*Referring expression pointing data*.
=====

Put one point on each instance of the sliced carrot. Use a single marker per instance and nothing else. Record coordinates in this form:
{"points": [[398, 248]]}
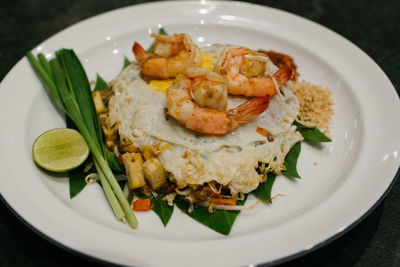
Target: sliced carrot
{"points": [[142, 204], [224, 201], [262, 131]]}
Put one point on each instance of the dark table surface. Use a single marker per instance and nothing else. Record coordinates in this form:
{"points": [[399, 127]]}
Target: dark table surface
{"points": [[374, 26]]}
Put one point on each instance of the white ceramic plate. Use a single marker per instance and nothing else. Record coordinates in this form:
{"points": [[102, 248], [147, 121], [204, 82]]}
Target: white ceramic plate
{"points": [[352, 173]]}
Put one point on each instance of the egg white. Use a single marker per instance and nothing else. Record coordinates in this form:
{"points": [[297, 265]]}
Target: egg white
{"points": [[193, 158]]}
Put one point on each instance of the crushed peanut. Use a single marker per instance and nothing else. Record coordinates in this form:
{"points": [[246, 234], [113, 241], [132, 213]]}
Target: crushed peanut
{"points": [[315, 105]]}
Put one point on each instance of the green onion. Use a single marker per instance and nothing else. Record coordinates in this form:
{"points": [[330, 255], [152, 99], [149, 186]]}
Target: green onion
{"points": [[67, 82]]}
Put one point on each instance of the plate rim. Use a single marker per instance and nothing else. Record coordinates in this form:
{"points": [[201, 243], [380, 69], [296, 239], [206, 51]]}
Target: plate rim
{"points": [[305, 251]]}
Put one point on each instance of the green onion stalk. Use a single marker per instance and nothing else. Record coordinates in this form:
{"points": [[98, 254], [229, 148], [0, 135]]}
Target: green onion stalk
{"points": [[67, 82]]}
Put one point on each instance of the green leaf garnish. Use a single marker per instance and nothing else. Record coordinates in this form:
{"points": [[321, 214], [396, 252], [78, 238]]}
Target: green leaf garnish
{"points": [[263, 191], [68, 84], [220, 221], [291, 161], [162, 209], [311, 134], [160, 31], [100, 84], [126, 62]]}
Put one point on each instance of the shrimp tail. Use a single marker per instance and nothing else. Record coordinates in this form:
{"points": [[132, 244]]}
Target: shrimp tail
{"points": [[283, 75], [248, 110], [139, 52]]}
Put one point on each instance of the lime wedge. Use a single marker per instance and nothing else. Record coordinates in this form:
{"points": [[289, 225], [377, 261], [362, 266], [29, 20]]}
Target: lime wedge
{"points": [[60, 150]]}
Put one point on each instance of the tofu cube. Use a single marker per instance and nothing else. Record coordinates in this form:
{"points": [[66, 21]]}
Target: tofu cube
{"points": [[154, 173], [133, 163]]}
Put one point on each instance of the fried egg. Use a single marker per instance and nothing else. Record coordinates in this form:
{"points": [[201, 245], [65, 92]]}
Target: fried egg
{"points": [[194, 159]]}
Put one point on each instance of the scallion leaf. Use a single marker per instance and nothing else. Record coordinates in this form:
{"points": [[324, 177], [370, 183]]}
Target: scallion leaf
{"points": [[69, 85]]}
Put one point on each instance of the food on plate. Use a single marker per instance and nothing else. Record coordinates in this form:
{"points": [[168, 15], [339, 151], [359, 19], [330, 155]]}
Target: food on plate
{"points": [[315, 104], [60, 150], [199, 128], [212, 127]]}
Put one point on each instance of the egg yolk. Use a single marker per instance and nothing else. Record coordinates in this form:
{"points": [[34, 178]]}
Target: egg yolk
{"points": [[207, 62]]}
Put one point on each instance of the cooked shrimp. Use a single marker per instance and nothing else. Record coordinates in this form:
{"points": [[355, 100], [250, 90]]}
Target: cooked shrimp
{"points": [[245, 70], [208, 88], [205, 120], [171, 55]]}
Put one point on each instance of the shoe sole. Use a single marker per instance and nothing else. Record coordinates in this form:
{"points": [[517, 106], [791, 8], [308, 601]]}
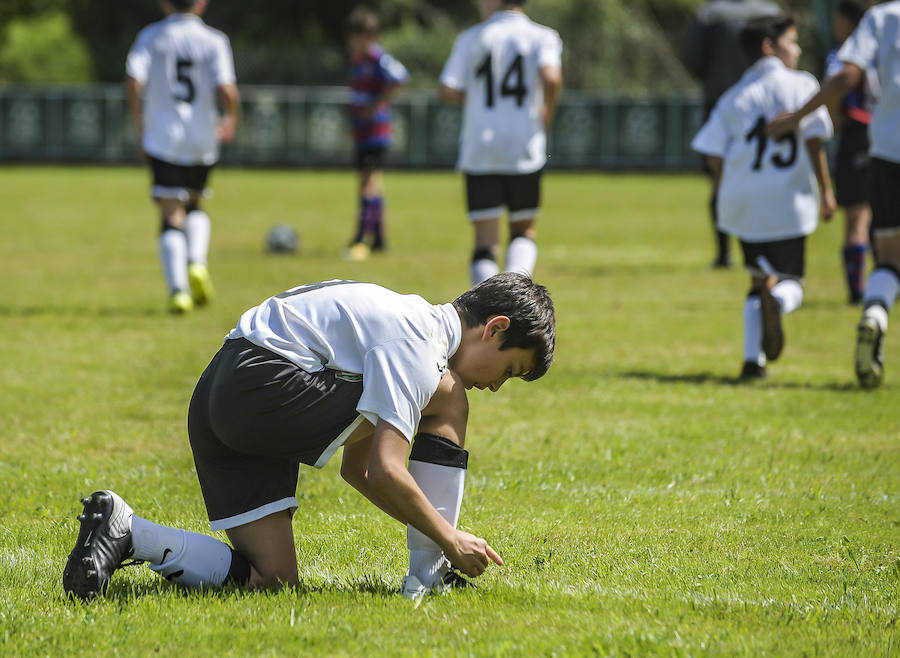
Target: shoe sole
{"points": [[773, 336], [80, 578], [868, 371]]}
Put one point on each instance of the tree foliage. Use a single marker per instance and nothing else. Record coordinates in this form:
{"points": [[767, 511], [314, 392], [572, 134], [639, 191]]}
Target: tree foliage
{"points": [[608, 44]]}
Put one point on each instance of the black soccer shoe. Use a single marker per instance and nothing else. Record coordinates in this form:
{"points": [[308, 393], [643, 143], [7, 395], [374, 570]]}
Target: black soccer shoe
{"points": [[752, 371], [103, 543], [869, 357]]}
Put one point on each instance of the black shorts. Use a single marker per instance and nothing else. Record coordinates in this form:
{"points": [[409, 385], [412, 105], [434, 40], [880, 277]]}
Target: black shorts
{"points": [[172, 181], [370, 158], [851, 170], [253, 419], [885, 196], [787, 257], [488, 194]]}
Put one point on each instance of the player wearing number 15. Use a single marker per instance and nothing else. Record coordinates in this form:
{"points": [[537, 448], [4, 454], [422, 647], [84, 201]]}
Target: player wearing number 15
{"points": [[178, 71], [767, 194], [507, 73]]}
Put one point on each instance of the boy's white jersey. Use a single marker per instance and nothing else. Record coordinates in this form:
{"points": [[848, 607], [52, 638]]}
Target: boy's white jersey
{"points": [[876, 44], [768, 189], [398, 344], [497, 65], [181, 61]]}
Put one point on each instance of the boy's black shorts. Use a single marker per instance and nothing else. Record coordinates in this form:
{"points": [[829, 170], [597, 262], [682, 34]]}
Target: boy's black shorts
{"points": [[851, 171], [885, 196], [253, 419], [371, 158], [787, 257], [172, 181], [488, 194]]}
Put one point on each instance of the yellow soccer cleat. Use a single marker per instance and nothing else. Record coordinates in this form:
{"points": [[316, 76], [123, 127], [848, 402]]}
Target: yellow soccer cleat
{"points": [[180, 303], [201, 284]]}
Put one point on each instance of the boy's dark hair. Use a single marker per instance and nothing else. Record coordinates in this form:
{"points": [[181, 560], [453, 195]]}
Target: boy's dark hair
{"points": [[532, 325], [182, 5], [852, 10], [757, 30], [362, 20]]}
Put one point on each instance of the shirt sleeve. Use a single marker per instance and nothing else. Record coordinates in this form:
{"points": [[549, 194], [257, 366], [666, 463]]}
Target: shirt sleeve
{"points": [[551, 51], [223, 63], [861, 48], [391, 70], [137, 65], [818, 124], [454, 73], [399, 379], [713, 138]]}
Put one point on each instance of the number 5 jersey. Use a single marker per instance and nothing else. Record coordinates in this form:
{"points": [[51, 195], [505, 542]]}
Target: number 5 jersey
{"points": [[181, 61], [768, 188], [497, 65]]}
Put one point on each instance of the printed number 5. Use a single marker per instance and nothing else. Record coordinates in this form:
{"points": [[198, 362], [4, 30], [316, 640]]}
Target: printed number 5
{"points": [[182, 74]]}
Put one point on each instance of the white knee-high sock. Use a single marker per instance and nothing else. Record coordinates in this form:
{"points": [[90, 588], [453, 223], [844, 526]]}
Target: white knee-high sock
{"points": [[521, 255], [197, 229], [173, 256], [203, 561], [483, 269], [153, 542], [789, 294], [882, 289], [443, 486], [753, 331]]}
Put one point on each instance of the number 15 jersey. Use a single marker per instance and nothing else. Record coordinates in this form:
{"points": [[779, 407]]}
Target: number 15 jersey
{"points": [[497, 65], [181, 61], [768, 189]]}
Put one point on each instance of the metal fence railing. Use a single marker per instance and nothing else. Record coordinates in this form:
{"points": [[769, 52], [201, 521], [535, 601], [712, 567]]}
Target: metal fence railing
{"points": [[308, 126]]}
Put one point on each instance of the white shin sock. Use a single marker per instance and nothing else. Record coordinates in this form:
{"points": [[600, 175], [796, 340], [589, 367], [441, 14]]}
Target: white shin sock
{"points": [[753, 331], [197, 229], [173, 256]]}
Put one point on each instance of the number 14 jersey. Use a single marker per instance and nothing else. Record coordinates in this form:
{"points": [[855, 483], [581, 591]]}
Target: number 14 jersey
{"points": [[497, 65], [768, 189]]}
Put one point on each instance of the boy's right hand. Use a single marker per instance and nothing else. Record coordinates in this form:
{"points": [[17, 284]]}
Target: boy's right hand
{"points": [[471, 554]]}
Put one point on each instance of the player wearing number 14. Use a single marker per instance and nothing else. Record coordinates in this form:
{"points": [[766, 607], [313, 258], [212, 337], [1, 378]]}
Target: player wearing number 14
{"points": [[767, 194], [178, 71], [506, 72]]}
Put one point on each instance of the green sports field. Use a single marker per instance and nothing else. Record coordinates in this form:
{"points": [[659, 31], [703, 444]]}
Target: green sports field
{"points": [[645, 503]]}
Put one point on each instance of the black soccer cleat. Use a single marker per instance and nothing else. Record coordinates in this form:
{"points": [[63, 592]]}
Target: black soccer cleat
{"points": [[103, 543], [752, 371], [869, 357]]}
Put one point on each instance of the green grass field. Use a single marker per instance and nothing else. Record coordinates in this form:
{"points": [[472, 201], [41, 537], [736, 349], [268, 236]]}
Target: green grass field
{"points": [[644, 502]]}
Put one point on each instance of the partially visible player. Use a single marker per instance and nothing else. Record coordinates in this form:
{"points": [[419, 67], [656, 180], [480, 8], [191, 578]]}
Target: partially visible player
{"points": [[375, 77], [851, 117], [507, 73], [767, 188], [874, 44], [712, 55], [331, 365], [177, 71]]}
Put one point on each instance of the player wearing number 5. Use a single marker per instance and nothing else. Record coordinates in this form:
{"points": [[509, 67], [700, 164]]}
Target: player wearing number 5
{"points": [[507, 73], [767, 187], [178, 71]]}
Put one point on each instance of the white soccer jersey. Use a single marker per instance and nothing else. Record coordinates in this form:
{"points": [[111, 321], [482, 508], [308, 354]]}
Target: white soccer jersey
{"points": [[180, 61], [497, 65], [768, 189], [400, 344], [876, 45]]}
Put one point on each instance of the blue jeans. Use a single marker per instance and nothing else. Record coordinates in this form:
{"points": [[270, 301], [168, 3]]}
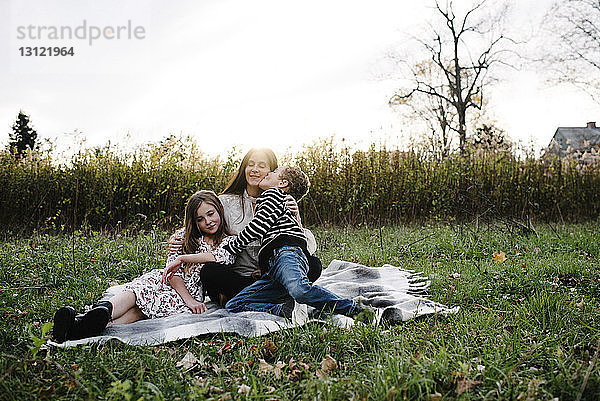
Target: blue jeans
{"points": [[287, 276]]}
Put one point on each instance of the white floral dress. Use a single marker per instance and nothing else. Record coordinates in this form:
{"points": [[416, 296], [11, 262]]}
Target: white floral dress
{"points": [[156, 299]]}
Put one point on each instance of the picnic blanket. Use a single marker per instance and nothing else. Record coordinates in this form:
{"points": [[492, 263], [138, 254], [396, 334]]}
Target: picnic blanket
{"points": [[395, 294]]}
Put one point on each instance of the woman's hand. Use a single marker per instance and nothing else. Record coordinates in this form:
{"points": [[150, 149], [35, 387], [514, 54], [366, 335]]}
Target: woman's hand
{"points": [[174, 245], [195, 306], [171, 268], [291, 204]]}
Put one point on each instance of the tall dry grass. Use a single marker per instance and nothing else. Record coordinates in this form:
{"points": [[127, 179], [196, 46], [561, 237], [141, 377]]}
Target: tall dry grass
{"points": [[104, 188]]}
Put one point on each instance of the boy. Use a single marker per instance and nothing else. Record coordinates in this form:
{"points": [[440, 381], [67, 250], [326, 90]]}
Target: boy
{"points": [[282, 255]]}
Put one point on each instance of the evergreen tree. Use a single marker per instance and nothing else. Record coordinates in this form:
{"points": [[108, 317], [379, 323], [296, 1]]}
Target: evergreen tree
{"points": [[22, 136]]}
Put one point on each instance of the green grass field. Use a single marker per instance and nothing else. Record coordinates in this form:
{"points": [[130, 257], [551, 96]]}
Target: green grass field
{"points": [[528, 328]]}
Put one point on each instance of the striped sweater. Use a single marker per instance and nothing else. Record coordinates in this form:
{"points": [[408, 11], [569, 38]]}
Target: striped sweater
{"points": [[273, 224]]}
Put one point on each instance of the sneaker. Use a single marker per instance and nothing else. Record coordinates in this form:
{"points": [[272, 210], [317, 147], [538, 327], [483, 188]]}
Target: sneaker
{"points": [[366, 315], [287, 309], [91, 324], [64, 319]]}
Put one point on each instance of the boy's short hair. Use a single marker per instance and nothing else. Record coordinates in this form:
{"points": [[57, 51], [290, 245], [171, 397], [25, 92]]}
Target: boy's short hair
{"points": [[298, 182]]}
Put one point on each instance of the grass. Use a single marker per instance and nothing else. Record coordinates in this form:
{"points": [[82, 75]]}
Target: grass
{"points": [[528, 327]]}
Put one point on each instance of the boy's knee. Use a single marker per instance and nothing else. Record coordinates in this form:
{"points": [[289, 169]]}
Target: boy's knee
{"points": [[301, 292]]}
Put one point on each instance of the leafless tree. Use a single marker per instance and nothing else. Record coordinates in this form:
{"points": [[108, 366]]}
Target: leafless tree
{"points": [[572, 50], [462, 51]]}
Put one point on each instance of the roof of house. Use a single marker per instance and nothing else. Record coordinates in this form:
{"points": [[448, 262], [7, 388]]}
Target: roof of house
{"points": [[578, 138]]}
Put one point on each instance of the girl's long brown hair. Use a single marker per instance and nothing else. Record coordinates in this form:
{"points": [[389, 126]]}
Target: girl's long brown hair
{"points": [[237, 184], [192, 233]]}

=====

Produce only the lines from the line containing "Put one point on each instance of the picnic" through the line containing "Put one point on each instance of the evergreen", inclusive of both, exactly as they stand in the entries above.

Put one point on each instance of the picnic blanket. Use a single marker per instance and nothing else. Record coordinates in this form:
{"points": [[492, 263], [138, 254], [396, 334]]}
Target: picnic blanket
{"points": [[395, 294]]}
Put one point on each instance of the woman's hand. Use a single marker per instance and nothing else. Record coordinates in this form:
{"points": [[150, 149], [35, 387], [514, 54], [366, 335]]}
Target: woman's hand
{"points": [[174, 245], [195, 306], [171, 268], [291, 204]]}
Put one point on each instance of the tall dry grass. Use a single marker per instance and nothing else. Record coordinates in this form:
{"points": [[127, 179], [196, 46], [561, 237], [141, 377]]}
Target: tall dry grass
{"points": [[104, 188]]}
Put one point on each instance of the boy. Use a single marker per instance and nothing else. Record coordinates in this form:
{"points": [[440, 381], [67, 250], [326, 90]]}
Target: boy
{"points": [[282, 255]]}
Put one point on each instance of the evergreen tree. Use a single marker per instance and nothing else. Record coordinates in this form:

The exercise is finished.